### Dataset records
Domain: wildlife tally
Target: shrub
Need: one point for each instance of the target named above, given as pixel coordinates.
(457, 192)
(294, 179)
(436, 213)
######
Task goal:
The records above must be printed again in full, exactly as written.

Response to this task:
Domain: wildlife tally
Target: shrub
Need: one point for each instance of the target named above, given as pixel coordinates.
(457, 192)
(294, 179)
(436, 213)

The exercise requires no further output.